Lesetext.
L 10 U 185/15

Land
Nordrhein-Westfalen
Sozialgericht
LSG Nordrhein-Westfalen
Sachgebiet
Unfallversicherung
Abteilung
10
1. Instanz
SG Duisburg (NRW)
Aktenzeichen
S 4 KN 490/11 U
Datum
2. Instanz
LSG Nordrhein-Westfalen
Aktenzeichen
L 10 U 185/15
Datum
3. Instanz
Bundessozialgericht
Aktenzeichen
B 2 U 95/17 B
Datum
Kategorie
Urteil
Leitsätze
NZB als unzulässig verworfen
Die Berufung des Klägers gegen das Urteil des Sozialgerichts Duisburg vom 06.02.2015 wird zurückgewiesen. Kosten sind nicht zu erstatten.

Gelesenes anwenden.
1/ Bitte übersetzen Sie diesen Satz aus der Urteilsseite ins Englische: „Die Berufung des Klägers gegen das Urteil des Sozialgerichts Duisburg vom 06.02.2015 wird zurückgewiesen.“
2/ Geben Sie den Absatz der Urteilsseite, der mit „Die Berufung des Klägers“ beginnt, als kurze Stichpunktliste wieder.
3/ Welches Gericht entschied laut Urteilsseite in erster Instanz?
Die Einträge stammen aus einer anderen Quelle.

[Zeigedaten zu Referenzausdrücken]
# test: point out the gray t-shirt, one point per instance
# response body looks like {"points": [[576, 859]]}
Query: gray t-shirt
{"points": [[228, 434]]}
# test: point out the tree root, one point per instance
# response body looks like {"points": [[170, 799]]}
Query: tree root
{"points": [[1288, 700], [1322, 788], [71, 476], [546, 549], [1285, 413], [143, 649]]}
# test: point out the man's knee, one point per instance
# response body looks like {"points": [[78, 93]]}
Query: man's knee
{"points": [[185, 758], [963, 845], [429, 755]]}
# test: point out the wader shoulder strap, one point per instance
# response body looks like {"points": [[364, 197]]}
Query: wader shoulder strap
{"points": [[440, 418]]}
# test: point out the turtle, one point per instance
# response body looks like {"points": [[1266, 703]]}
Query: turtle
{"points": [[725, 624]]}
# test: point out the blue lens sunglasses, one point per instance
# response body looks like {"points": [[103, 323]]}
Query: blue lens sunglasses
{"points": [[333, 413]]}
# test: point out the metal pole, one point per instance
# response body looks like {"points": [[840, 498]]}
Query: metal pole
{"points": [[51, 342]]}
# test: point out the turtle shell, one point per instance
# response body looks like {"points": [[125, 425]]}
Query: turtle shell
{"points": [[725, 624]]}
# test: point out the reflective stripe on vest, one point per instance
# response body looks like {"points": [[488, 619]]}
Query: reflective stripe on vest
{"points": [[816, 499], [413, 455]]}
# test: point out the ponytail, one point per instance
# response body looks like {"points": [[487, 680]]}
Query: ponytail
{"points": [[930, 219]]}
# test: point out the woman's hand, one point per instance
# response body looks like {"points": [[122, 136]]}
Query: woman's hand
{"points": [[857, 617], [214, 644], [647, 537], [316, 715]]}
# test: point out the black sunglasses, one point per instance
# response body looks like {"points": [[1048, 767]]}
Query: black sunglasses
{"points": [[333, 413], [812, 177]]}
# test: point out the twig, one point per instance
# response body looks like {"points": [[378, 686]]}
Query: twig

Antworten zur Übung.
1/ The plaintiff's appeal against the judgment of the Duisburg Social Court of February 6, 2015, is dismissed.

2/
- Berufung des Klägers gegen das Urteil des Sozialgerichts Duisburg vom 06.02.2015 zurückgewiesen
- Keine Erstattung von Kosten

3/ Das SG Duisburg (NRW).